→ **Work to be completed**:
Find every row below that contains the string "suit" and copy each such row. Matching is case-sensitive.

→ **The data**:

----

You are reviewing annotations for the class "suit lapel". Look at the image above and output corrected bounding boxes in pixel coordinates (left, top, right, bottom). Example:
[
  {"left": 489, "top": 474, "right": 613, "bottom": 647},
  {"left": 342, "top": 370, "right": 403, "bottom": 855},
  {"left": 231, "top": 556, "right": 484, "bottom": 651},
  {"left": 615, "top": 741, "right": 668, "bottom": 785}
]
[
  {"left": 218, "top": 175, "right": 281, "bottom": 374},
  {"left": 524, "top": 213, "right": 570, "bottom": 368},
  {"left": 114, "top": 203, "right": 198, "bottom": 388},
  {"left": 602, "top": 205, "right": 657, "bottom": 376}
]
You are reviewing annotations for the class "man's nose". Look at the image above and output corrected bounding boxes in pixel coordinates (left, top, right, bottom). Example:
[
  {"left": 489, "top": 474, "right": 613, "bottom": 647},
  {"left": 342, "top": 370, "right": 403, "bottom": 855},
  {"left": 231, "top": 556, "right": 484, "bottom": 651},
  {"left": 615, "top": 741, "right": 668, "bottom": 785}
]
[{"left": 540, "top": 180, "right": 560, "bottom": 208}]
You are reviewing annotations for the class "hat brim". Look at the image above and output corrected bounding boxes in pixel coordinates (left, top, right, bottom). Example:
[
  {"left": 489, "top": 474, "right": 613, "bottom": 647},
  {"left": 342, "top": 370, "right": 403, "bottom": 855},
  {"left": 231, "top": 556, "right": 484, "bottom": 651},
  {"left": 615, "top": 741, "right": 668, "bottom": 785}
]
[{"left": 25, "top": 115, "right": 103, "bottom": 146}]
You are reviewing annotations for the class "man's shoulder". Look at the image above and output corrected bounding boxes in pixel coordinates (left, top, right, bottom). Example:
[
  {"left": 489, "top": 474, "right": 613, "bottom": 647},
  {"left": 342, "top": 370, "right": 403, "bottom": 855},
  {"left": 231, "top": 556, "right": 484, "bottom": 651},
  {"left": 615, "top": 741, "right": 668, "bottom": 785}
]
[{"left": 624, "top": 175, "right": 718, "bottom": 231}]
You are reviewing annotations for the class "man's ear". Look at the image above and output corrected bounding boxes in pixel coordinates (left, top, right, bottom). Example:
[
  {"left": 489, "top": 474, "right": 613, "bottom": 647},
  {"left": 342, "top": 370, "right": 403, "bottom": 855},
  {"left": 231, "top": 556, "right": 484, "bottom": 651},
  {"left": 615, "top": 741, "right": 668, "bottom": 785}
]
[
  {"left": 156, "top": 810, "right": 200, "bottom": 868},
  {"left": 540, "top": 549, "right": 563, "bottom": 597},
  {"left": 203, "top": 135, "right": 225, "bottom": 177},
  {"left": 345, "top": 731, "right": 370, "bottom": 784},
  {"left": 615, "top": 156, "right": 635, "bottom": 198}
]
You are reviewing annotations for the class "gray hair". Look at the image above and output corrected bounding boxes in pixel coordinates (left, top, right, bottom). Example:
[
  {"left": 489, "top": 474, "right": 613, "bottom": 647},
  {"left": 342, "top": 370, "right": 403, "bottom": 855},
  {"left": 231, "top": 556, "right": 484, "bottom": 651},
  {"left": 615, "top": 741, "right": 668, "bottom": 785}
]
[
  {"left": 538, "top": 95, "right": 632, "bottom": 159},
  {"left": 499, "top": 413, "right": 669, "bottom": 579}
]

----

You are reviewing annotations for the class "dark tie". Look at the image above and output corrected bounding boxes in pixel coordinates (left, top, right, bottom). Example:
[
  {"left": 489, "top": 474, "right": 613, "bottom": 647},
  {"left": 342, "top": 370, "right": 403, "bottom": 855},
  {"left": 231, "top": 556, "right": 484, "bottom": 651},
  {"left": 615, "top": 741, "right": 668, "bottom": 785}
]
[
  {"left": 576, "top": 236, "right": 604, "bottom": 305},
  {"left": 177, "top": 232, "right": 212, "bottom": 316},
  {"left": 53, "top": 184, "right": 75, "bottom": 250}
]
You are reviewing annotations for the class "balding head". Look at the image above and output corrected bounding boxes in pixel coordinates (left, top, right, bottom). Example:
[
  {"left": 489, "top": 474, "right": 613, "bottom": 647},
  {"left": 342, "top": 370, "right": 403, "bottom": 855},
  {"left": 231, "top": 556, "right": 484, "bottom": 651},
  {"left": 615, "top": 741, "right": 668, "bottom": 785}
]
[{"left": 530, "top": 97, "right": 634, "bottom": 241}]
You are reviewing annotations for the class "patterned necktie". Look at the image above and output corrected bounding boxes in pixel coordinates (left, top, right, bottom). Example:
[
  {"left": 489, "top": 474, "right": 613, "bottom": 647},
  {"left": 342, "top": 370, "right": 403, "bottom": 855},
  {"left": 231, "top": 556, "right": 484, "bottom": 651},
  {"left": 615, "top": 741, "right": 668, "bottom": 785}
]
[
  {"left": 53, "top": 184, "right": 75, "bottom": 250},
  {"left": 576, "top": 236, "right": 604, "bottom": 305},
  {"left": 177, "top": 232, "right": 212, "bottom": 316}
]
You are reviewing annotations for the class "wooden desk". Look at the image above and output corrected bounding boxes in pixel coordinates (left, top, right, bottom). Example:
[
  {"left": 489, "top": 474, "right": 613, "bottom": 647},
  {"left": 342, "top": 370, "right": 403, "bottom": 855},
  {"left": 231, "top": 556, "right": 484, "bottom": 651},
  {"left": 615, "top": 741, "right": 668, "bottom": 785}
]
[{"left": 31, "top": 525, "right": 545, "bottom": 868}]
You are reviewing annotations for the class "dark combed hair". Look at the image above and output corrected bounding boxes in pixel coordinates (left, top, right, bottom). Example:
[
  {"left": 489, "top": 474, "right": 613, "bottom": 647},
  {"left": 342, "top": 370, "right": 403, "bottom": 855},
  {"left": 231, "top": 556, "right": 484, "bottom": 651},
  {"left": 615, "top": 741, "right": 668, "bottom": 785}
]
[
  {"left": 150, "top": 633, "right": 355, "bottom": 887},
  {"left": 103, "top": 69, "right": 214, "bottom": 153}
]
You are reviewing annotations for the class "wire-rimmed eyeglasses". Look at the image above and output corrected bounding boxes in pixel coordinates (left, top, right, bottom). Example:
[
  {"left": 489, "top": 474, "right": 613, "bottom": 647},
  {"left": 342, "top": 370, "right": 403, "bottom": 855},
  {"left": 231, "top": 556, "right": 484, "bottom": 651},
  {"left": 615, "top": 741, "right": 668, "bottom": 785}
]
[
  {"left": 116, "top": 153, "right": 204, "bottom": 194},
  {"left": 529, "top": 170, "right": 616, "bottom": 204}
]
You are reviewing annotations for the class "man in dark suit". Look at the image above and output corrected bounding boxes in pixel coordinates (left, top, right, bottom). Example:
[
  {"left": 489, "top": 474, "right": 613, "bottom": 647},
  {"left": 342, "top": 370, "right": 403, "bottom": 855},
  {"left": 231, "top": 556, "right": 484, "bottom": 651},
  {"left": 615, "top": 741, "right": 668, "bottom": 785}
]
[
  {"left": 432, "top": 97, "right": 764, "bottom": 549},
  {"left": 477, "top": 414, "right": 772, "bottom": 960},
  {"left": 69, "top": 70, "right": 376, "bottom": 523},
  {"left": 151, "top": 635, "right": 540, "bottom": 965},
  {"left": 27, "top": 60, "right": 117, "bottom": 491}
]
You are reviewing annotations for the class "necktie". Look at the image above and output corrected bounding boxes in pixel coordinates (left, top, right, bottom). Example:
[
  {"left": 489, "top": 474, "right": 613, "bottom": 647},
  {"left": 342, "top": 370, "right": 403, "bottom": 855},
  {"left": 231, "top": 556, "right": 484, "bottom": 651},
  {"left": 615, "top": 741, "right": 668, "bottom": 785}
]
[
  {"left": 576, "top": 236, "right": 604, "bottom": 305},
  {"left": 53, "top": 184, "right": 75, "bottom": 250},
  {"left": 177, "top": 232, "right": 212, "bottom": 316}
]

----

→ **Reply**:
You are reviewing annotations for the class "suit lapel". Look at the image above and output corrected bounding boxes in pixel coordinates (left, top, right, bottom). Example:
You are reviewing annotations for the class "man in dark suit". Look at the image above and output corrected bounding boxes in pixel coordinates (left, top, right, bottom). Example:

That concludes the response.